Prompt: Report the count of lines with "surface" in the data below, and no other words.

The data:
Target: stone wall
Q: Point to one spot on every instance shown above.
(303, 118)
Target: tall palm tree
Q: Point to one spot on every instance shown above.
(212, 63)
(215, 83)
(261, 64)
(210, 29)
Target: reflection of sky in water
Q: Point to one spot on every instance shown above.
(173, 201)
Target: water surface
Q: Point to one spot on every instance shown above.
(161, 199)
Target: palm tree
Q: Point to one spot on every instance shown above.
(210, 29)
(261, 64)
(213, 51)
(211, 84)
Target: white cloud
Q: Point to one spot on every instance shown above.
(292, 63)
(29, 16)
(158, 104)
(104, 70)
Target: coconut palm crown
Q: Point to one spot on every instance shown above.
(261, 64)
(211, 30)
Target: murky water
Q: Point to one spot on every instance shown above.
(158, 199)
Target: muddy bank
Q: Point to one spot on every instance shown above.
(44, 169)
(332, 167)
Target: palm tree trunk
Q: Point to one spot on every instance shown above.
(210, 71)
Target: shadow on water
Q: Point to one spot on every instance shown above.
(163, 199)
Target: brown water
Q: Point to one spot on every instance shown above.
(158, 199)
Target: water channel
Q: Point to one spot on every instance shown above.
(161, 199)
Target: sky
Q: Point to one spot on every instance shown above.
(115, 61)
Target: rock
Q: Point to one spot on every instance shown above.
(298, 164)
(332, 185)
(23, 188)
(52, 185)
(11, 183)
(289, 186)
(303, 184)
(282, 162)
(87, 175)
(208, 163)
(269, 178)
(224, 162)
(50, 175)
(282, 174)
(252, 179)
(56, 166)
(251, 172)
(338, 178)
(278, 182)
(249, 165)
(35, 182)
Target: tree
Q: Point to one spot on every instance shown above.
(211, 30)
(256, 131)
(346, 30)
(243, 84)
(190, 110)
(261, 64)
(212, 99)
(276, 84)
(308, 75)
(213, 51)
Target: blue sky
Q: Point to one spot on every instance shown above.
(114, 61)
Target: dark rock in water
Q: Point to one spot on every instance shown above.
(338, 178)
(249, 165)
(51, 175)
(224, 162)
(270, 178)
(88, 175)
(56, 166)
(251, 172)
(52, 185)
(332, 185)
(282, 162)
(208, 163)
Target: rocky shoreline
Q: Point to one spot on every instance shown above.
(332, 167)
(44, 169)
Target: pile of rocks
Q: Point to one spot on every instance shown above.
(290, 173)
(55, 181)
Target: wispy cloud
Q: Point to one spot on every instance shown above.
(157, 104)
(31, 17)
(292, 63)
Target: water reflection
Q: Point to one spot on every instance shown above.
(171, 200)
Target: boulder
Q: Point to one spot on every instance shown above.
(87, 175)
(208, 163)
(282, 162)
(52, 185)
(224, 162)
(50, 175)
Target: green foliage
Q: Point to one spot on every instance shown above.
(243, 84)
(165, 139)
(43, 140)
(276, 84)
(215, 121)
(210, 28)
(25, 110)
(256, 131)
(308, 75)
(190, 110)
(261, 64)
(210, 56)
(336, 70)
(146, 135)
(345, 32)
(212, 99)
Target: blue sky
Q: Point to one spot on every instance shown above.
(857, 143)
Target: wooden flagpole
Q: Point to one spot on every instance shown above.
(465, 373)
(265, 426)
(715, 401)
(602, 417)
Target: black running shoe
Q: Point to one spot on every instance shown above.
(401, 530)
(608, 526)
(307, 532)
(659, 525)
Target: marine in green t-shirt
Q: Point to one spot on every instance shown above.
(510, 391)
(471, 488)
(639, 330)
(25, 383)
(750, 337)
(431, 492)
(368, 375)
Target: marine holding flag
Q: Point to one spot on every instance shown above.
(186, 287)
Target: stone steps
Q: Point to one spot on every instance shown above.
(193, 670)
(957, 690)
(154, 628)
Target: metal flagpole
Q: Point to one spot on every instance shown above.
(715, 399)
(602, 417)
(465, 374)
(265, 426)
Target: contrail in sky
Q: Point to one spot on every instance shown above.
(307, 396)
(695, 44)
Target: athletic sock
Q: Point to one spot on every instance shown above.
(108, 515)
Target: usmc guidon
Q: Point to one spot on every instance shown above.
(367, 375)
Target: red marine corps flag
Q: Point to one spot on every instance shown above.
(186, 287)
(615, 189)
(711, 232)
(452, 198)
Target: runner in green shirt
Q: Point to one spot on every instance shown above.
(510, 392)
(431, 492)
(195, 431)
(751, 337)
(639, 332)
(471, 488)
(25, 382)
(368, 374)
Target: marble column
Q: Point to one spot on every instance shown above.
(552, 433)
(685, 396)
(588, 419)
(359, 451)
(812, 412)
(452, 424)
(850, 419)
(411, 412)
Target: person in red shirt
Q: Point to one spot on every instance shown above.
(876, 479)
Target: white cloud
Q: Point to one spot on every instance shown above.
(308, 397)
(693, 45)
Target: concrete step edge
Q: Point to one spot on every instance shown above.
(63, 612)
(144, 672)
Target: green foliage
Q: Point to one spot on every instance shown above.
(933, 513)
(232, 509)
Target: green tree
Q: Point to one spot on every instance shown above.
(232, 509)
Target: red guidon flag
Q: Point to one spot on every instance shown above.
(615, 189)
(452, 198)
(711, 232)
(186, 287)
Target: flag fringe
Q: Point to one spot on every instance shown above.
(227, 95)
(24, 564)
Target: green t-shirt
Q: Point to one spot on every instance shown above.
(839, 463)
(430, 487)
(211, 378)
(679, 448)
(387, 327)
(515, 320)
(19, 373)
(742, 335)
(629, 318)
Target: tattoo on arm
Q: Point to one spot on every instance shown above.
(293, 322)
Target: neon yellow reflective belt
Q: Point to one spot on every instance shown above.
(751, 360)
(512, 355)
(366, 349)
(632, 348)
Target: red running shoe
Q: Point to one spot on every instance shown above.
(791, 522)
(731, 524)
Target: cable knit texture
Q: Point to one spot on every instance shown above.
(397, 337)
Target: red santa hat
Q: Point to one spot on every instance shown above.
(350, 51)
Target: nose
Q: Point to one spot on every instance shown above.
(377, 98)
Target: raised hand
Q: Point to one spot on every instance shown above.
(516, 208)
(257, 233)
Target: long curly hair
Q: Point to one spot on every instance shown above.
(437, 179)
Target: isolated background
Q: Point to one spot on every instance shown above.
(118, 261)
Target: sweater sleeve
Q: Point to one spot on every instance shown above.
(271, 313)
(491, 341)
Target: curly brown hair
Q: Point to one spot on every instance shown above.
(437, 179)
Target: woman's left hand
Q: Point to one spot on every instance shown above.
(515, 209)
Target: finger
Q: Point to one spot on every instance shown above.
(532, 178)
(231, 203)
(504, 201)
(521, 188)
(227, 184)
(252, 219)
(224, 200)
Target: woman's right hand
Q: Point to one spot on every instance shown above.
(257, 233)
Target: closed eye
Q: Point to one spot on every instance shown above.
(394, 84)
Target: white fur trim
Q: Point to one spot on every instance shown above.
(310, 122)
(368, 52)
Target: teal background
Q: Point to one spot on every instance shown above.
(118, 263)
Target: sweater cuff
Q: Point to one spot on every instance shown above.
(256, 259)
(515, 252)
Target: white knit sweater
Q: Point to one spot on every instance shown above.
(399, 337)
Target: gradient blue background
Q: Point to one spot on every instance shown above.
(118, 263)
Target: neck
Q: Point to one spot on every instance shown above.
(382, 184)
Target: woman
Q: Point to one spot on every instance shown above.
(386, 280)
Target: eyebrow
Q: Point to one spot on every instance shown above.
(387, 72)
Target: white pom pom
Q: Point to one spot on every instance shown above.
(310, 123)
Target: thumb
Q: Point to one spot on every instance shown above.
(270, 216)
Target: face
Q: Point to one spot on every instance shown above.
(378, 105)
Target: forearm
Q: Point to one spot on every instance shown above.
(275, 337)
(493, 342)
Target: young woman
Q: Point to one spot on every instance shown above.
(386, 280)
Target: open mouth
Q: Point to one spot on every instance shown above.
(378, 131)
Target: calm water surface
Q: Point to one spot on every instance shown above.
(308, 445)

Result for this exercise: 2